§ Direction
Reproduce the material starting at the line containing "Ground all instances of metal" and ending at the last line of the material. Swap "rosemary sprig" for "thyme sprig" and leave everything else unchanged.

··· Data shown ···

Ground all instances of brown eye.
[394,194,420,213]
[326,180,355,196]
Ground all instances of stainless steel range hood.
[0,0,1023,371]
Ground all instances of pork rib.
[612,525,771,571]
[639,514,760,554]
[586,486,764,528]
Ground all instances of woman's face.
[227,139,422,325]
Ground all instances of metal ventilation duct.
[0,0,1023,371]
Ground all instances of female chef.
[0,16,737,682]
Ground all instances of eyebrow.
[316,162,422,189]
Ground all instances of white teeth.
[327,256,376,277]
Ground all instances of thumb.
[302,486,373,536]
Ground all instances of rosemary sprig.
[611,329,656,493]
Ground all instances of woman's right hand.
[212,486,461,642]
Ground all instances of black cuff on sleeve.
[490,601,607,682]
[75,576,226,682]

···

§ Output of the task
Ground all instances of metal ventilation duct.
[0,0,1023,371]
Ground all instances of female chef.
[0,16,737,682]
Ground all instances of eyebrow.
[316,162,422,189]
Ground all instances of white teeth.
[327,256,376,277]
Ground all instances of thumb.
[302,486,373,536]
Ground all instances of thyme sprig.
[611,329,656,493]
Ground all instances of woman's right hand.
[212,486,461,642]
Ground all instances of black cuff on sleeve.
[490,601,607,682]
[75,576,226,682]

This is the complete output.